Spoilers, according to Netflix, have essentially become teasers, not a devastating blow that cuts into viewership. According to the recent survey, 76% of Americans said they’ve accepted spoilers as a fact of life.
“As TV evolves, consumer behavior is evolving right along with it,” Netflix chief content officer Ted Sarandos said. He called out “House of Cards” season 2, alluding to a central character’s abrupt murder in the first episode and claiming it led to “a definite shift in the social conversation… That was the moment everything changed.”
Netflix surely has played a part in changing the way TV is consumed. But it’s a stretch to argue that the company has single-handedly been the reason people are apparently less annoyed with spoilers. That said, Netflix is the only entertainment provider savvy enough to have seized the opportunity to turn the “problem” of spoilers into a marketing opportunity.

DIRECTIVE: Write the next part of the passage about Netflix and spoilers, starting after its final sentence.

Labeling and segmentation records:

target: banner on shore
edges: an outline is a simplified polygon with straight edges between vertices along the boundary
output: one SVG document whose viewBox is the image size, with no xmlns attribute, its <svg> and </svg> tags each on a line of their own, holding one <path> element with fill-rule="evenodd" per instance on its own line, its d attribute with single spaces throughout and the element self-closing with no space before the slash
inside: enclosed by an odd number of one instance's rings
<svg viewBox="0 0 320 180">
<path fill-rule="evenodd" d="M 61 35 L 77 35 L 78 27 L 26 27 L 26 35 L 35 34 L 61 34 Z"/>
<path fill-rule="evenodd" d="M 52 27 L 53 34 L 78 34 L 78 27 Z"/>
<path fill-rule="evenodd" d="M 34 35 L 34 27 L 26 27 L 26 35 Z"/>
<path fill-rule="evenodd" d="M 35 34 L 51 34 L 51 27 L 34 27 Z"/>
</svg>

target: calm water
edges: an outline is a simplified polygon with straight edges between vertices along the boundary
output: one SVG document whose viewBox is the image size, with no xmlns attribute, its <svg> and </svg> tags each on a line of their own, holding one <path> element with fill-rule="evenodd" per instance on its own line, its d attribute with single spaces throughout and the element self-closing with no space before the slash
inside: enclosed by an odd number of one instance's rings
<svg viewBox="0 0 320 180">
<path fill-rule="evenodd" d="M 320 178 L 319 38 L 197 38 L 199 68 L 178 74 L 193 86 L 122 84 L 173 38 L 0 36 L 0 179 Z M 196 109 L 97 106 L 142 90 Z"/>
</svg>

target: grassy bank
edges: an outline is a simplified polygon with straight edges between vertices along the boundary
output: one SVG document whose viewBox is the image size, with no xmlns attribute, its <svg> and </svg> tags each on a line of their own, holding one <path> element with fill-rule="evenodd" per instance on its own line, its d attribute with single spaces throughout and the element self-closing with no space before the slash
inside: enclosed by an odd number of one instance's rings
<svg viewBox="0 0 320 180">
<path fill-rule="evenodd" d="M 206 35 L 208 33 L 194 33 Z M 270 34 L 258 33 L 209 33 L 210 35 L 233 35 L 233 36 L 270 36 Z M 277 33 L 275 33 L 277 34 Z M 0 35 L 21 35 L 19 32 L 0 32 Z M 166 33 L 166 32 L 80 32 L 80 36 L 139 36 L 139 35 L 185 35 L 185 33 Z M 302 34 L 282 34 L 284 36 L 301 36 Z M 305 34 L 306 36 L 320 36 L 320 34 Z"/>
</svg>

REPLY:
It’s worth noting that not everyone is fine with spoilers. Most viewers (54%) said people should “speak in code” when chatting about major plot developments, per the Netflix survey. Another finding: Men are more likely to spill the beans, with 42% of men admitting they have spoiled a show for their co-workers (vs. 26% of women).
The U.S. spoiler survey was conducted by Harris Poll on behalf of Netflix between Aug. 6-8, 2014 among 2,023 adults 18 and older. The online survey weighted age, sex, race/ethnicity, education, region and household income to reflect the overall U.S. population.